**À compléter**.
1/ Renvoyez mot pour mot le passage du portrait consacré au blog « Livraison de mots », de « Voilà la première » jusqu'à « de son prénom. ».
2/ D'après le portrait consacré au blog « Livraison de mots », sur quels types d'ouvrages le blogueur écrit-il ce qu'il a pensé ? Citez-les tous.
3/ Rédigez la suite du portrait consacré au blog « Livraison de mots », à partir de sa dernière phrase.

**Extrait fourni**.
« L’histoire n’aurait jamais pu s’écrire si trois amies ne l’avaient poussé vers son destin. »
Voilà la première phrase du roman qu’on aurait pu écrire sur celui qui se cache derrière le blog « Livraison de mots ».
Livraison de mots : c’est son label, c’est sa marque. Mais c’est une référence, un lieu atypique où livres, mots et photos s’entremêlent autour d’un jeune homme de vingt-trois ans. François de son prénom.
Comme dans un roman, on le rencontrerait au beau milieu de l’Avenue Louise, en train de marcher, téléphone à la main, livre dans l’autre. Et puis, nous nous arrêterions pour l’interpeler. En route vers un de ses lieux où il aime lire, nous l’accompagnerions. Il nous raconterait… Livraison de mots : c’est devenu ma vie. Je me lève avec un livre sur le bord du lit. Je l’ouvre à l’endroit où je me suis arrêté la veille. Et je poursuis ma lecture. Une fois terminé, j’essaye de réfléchir à la mise en abîme photographique que je pourrais faire de ce livre. Je prends quelques fleurs, quelques autres éléments de décor, je le photographie. Et ensuite j’écris. J’écris ce que j’ai pensé du roman, de la b.d. ou du livre jeunesse et je reste moi-même. Je ne me laisse ni influencer par mes collègues, ni par les critiques littéraires des journaux de presse.
À dix-sept ans (bien qu’on ne soit pas sérieux selon Rimbaud), celui qui se cache derrière le blog et le profil Instagram ne lisait pas. Pas un seul livre si ce n’est ceux imposés par l’école (qu’il avait du mal à lire). J’ai raté toutes les interrogations de français concernant des lectures imposées. Parce que je n’aime pas qu’on m’impose quelque chose. J’aime la liberté. Les livres qu’on me proposait de lire pouvaient me plaire, mais je n’aimais pas qu’on me demande de les lire dans un temps imparti. D’ailleurs, aujourd’hui, c’est très clair avec les maisons d’édition : j’accepte les livres, j’accepte de les lire, mais pour le timing : c’est moi qui décide. Une lecture, ça ne se commande pas. Durant son adolescence, il n’écrit pas non plus. Il se passionne pour les réseaux sociaux et la mode (un peu). J’étais déjà sur Facebook, mais je n’ai jamais réellement publié de contenu. Pas d’album photos comme ce fut la mode, ni de publications écrites. Très vite, j’ai été sur Instagram. Ce réseau m’intriguait. Et puis, j’aimais bien la photo. Même si aujourd’hui je suis régulièrement derrière l’objectif, j’aimais bien être devant quand j’étais plus jeune.

**Données fournies**.

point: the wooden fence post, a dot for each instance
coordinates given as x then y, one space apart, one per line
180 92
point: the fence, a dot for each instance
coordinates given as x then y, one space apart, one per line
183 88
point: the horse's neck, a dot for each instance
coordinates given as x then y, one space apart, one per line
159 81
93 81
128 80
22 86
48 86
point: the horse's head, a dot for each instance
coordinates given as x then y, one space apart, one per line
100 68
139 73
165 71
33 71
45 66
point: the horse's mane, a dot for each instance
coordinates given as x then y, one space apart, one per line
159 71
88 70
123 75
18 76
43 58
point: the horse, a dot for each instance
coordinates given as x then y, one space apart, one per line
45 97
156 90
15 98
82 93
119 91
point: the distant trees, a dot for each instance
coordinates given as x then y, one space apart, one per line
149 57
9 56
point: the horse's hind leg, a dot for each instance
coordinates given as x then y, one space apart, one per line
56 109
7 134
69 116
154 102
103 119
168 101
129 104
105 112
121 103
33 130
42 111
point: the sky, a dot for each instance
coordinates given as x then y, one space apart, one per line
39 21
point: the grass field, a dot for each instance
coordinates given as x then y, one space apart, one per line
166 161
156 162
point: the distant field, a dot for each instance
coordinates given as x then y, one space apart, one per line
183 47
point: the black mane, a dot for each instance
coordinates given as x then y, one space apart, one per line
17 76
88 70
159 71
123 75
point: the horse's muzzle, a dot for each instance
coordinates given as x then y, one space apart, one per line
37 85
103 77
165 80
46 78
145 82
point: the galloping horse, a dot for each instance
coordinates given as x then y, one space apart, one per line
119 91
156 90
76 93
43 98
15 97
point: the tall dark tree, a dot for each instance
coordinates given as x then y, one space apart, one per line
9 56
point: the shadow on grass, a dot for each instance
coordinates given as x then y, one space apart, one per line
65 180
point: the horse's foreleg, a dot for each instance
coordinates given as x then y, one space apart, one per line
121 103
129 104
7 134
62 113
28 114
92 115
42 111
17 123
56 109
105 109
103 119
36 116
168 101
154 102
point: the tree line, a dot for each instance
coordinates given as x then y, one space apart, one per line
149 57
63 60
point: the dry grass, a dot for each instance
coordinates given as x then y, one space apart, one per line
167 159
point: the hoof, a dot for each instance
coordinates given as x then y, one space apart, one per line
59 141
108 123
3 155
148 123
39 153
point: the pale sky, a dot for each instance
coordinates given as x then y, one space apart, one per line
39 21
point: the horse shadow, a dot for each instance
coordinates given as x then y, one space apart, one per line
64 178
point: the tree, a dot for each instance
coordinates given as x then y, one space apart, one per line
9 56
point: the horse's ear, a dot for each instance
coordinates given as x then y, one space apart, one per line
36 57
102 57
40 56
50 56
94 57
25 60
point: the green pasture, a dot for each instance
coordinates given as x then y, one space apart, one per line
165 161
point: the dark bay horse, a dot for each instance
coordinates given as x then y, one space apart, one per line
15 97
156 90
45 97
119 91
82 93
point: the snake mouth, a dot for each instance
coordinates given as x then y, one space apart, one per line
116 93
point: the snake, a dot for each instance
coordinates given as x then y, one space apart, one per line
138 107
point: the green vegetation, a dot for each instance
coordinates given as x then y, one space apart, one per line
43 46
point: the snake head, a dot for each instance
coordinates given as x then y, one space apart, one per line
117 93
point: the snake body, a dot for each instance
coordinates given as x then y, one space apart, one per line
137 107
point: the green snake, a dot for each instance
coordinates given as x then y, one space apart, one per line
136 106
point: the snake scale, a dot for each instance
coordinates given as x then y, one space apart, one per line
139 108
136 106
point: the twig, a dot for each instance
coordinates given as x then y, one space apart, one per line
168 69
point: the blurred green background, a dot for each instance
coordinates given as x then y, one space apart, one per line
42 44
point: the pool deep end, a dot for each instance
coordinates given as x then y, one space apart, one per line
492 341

**Réponses fournies**.
1/
Voilà la première phrase du roman qu’on aurait pu écrire sur celui qui se cache derrière le blog « Livraison de mots ».
Livraison de mots : c’est son label, c’est sa marque. Mais c’est une référence, un lieu atypique où livres, mots et photos s’entremêlent autour d’un jeune homme de vingt-trois ans. François de son prénom.

2/
- le roman
- la b.d.
- le livre jeunesse

3/
Plus il grandit, moins il s’intéresse aux livres jusqu’à ce qu’il découvre, alors déjà en Haute École, que certains s’adonnent à une passion bien étrange : le booktubing. En bref : des Youtubeurs qui se spécialisent dans le livre là où d’autres parlent de maquillages et de cinéma. Je ne sais pas pourquoi, j’adorais les regarder. Je ne parlais que d’eux, je ne regardais qu’eux. C’était très étrange. Mais, c’est comme ça, ça m’intriguait. Et puis, cette façon qu’ils avaient de vous donner envie de lire le livre qu’ils présentaient me fascinait.
Il se passionne à regarder ces gens, derrière leur caméra, présenter tel ou tel auteur édité par telle ou telle maison, écrivant sur tel ou tel sujet. Bref, il n’en démord plus. Il les regarde tous. Je ne dirais pas que c’en était devenu maladif, mais j’avoue que je passais énormément de temps sur Youtube.
Un jour, trois amies (ses meilleures) lui livreront les mots qu’il attendait sans doute inconsciemment : « Fais comme eux !, Lance-toi !, Crée ta chaîne ! ».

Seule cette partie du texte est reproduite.